======== Extract

We want... information...

Unlike #6 of The Prisoner I am interested in how information (data, people, whatever) Can be pushed, filed, stamped, indexed, briefed, de-briefed, and numbered. In a database, at least. (World domination can wait until after this guy's Ph.D. huh. Underachiever.) The core of database theory is indeed in manipulating this information or data to produce other data. These manipulations, however, give rise to the question of "well, what is it that we're manipulating?" (Data, stupid. It says so right in the name.) And yes, while the substance under examination is "data", calling the label the definition doesn't exactly produce any useful insights.

Thus, for today's discussion, I want to explore what data means from a database perspective. This, unlike the broader case, does have a definition formed in a constructed reality: that of a programmed piece of software. To begin, let's see what DB documentation has to say about data. Oracle, the database I'm most knowledgeable in, never defines data in its documentation. (Admittedly I only searched 10.2, but I'll make the claim for everything.)

In their "what is oracle" they have:
Oracle is a relational database. In a relational database, all data is stored in two-dimensional tables that are composed of rows and columns. The Oracle Database enables you to store data, update it, and efficiently retrieve it.

Oracle provides software to create and manage the Oracle database. The database consists of physical and logical structures in which system, user, and control information is stored. The software that manages the database is called the Oracle database server. Collectively, the software that runs Oracle and the physical database are called the Oracle database system.

In their "master glossary" which should have a definition of data (as they keep bloody using the term) .... it doesn't. Clearly Oracle either assumes that data is such fundamental knowledge that they don't need to define it or admit that there are so many competing definitions that it would be counter-productive to get into that debate. We'll return to Oracle when we look at data types. Interestingly, mySQL fails to address the "what is a database" issue at all along with its "what is data?" avoidance.

We can approach a definition by sidling up to it, as it were, in the PostgreSQL manual's definition of a table (tellingly, in its Data Definition section.):

A table in a relational database is much like a table on paper: It consists of rows and columns. The number and order of the columns is fixed, and each column has a name. The number of rows is variable — it reflects how much data is stored at a given moment. SQL does not make any guarantees about the order of the rows in a table. When a table is read, the rows will appear in random order, unless sorting is explicitly requested. This is covered in Chapter 7. Furthermore, SQL does not assign unique identifiers to rows, so it is possible to have several completely identical rows in a table. This is a consequence of the mathematical model that underlies SQL but is usually not desirable. Later in this chapter we will see how to deal with this issue.

Each column has a data type. The data type constrains the set of possible values that can be assigned to a column and assigns semantics to the data stored in the column so that it can be used for computations. For instance, a column declared to be of a numerical type will not accept arbitrary text strings, and the data stored in such a column can be used for mathematical computations. By contrast, a column declared to be of a character string type will accept almost any kind of data but it does not lend itself to mathematical calculations, although other operations such as string concatenation are available.

================
======== Dataset excerpts

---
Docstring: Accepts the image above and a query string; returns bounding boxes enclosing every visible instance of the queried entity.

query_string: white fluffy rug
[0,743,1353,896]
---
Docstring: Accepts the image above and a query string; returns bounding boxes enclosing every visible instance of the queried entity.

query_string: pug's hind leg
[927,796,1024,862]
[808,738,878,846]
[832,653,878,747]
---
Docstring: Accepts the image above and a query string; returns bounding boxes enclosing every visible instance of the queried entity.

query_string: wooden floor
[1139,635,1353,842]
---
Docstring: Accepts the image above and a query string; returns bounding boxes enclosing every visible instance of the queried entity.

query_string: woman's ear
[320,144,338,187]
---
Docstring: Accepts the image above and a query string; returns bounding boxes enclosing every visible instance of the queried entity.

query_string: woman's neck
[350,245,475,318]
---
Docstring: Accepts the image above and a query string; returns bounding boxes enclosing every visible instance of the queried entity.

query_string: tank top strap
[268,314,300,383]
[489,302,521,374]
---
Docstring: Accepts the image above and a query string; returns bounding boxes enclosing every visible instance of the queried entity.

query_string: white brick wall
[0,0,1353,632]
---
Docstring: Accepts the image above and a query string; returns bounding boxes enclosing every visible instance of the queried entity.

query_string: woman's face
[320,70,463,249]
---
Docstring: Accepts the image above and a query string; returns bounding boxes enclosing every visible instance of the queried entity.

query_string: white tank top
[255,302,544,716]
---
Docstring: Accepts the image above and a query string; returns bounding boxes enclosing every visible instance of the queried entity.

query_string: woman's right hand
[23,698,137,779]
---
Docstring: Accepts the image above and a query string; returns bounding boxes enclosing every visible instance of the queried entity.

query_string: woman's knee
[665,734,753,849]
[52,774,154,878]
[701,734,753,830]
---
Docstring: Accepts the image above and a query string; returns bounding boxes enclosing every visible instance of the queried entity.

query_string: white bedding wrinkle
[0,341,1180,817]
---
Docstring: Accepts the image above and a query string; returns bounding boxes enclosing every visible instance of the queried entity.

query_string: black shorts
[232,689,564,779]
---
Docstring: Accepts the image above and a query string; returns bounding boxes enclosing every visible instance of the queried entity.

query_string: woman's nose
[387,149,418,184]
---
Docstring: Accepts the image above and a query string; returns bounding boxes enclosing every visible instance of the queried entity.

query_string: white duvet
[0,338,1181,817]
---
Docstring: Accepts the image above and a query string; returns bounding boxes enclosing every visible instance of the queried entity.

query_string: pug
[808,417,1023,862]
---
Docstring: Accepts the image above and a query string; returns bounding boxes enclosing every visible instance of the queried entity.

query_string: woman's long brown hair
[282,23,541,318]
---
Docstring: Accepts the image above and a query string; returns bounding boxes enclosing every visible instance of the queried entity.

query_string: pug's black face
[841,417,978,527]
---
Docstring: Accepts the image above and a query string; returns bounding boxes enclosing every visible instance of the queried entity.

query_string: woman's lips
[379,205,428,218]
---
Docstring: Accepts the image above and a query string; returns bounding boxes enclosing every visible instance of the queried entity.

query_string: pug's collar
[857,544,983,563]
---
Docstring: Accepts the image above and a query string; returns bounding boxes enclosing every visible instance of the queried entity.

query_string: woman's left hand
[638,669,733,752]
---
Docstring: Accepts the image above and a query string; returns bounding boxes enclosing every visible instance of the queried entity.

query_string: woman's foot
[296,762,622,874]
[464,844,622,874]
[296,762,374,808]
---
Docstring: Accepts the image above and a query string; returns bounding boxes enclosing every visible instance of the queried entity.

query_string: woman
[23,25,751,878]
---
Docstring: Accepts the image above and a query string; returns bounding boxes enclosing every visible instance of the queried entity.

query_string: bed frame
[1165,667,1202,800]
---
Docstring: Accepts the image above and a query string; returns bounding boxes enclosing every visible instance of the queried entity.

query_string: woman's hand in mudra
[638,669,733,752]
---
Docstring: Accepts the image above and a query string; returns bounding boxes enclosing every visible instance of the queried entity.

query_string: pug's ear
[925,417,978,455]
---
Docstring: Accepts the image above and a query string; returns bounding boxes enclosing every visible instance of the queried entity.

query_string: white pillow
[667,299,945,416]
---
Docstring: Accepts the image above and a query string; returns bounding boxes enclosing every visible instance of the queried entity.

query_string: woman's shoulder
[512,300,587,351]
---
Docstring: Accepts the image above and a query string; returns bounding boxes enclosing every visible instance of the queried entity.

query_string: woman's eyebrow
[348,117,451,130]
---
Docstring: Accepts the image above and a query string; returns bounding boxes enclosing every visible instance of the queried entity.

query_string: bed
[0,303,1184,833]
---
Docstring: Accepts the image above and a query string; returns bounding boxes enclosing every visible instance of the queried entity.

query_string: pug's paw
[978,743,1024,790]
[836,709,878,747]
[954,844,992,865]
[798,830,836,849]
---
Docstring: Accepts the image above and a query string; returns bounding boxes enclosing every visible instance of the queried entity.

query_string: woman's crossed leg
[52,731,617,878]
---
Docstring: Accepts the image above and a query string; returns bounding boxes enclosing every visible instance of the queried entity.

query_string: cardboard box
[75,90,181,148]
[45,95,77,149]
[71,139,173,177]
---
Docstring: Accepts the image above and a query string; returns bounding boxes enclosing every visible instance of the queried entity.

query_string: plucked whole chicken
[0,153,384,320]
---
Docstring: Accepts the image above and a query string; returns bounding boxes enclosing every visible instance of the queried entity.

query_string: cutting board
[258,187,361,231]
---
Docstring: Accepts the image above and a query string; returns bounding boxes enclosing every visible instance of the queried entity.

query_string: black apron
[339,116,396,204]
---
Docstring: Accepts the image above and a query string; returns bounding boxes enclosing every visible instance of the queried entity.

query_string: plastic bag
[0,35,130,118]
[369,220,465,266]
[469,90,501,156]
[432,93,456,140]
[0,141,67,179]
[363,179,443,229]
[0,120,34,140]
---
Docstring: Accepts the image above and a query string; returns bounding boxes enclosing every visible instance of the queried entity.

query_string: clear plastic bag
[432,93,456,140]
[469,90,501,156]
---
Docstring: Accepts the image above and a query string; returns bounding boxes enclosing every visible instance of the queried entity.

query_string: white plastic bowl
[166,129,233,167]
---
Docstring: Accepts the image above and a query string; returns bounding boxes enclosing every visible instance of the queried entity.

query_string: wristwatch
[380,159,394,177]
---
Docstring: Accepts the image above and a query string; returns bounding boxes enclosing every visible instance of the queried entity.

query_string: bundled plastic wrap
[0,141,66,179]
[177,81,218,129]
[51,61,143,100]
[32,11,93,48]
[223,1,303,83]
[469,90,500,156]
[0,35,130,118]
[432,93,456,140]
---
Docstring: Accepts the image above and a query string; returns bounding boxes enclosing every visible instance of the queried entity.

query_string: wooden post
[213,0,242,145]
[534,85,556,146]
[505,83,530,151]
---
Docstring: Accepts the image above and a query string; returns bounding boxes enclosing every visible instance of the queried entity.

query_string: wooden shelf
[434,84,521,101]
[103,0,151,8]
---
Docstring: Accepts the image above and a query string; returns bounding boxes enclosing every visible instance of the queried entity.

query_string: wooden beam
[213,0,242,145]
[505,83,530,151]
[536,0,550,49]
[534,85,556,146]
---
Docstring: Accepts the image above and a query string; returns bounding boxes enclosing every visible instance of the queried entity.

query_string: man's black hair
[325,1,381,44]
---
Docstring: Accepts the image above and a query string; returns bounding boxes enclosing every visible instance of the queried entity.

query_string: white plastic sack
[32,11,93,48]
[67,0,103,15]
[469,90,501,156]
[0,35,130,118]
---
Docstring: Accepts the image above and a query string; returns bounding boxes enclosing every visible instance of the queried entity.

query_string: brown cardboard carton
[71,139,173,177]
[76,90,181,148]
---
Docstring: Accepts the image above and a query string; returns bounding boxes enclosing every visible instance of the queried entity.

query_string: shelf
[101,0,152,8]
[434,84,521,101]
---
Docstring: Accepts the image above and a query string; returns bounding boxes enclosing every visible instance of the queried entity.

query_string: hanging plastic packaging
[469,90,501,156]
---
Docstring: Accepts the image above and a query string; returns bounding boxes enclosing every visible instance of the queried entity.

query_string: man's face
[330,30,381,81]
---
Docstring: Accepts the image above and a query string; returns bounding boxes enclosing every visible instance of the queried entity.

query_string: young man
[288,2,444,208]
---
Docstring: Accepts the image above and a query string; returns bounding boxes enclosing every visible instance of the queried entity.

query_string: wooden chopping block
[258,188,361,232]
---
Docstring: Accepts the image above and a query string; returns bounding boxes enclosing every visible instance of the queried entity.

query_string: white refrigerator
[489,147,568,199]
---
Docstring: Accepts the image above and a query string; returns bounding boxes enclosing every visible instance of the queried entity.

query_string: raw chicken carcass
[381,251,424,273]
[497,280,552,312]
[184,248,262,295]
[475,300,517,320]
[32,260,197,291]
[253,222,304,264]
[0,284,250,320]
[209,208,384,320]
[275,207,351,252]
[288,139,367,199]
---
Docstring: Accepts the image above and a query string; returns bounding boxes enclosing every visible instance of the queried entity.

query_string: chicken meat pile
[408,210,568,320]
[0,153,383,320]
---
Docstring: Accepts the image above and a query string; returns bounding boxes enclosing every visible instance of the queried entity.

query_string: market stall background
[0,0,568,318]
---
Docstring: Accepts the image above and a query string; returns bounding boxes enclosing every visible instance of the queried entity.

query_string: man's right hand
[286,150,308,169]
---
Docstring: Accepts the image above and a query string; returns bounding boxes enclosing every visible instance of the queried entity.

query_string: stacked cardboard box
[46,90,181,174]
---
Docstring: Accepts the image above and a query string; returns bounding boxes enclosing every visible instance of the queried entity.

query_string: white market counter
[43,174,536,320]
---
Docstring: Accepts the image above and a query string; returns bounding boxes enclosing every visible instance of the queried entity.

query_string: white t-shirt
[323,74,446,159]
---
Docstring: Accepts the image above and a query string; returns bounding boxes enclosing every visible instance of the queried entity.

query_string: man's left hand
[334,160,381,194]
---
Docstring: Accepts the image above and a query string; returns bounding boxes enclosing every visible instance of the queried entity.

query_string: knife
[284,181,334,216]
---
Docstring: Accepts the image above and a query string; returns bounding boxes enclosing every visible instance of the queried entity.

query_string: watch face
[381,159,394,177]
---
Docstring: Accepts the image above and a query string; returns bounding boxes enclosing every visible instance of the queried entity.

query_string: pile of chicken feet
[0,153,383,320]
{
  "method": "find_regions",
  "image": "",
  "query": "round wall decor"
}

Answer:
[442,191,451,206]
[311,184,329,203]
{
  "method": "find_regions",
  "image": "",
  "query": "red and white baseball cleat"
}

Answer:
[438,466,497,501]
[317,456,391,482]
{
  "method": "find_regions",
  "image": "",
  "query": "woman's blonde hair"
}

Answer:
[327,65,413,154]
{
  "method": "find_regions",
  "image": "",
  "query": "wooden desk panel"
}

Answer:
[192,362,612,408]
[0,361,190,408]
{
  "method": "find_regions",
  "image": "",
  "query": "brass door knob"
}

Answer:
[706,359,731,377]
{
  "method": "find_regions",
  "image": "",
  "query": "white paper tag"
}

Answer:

================

* _What you will do_
a) Could you repeat the passage of the post about database data, starting with "Oracle provides software" and going on through "Oracle database system."?
b) Can you rewrite the listing, starting with its first line and going on through the line with "[350,245,475,318]", keeping every line intact but adding -84 to each number in the bounding-box coordinates?

* _Final results_
a)
Oracle provides software to create and manage the Oracle database. The database consists of physical and logical structures in which system, user, and control information is stored. The software that manages the database is called the Oracle database server. Collectively, the software that runs Oracle and the physical database are called the Oracle database system.

b)
---
Docstring: Accepts the image above and a query string; returns bounding boxes enclosing every visible instance of the queried entity.

query_string: white fluffy rug
[-84,659,1269,812]
---
Docstring: Accepts the image above and a query string; returns bounding boxes enclosing every visible instance of the queried entity.

query_string: pug's hind leg
[843,712,940,778]
[724,654,794,762]
[748,569,794,663]
---
Docstring: Accepts the image above and a query string; returns bounding boxes enclosing every visible instance of the queried entity.

query_string: wooden floor
[1055,551,1269,758]
---
Docstring: Accepts the image above and a query string; returns bounding boxes enclosing every visible instance of the queried entity.

query_string: woman's ear
[236,60,254,103]
---
Docstring: Accepts the image above and a query string; returns bounding boxes enclosing every visible instance of the queried entity.

query_string: woman's neck
[266,161,391,234]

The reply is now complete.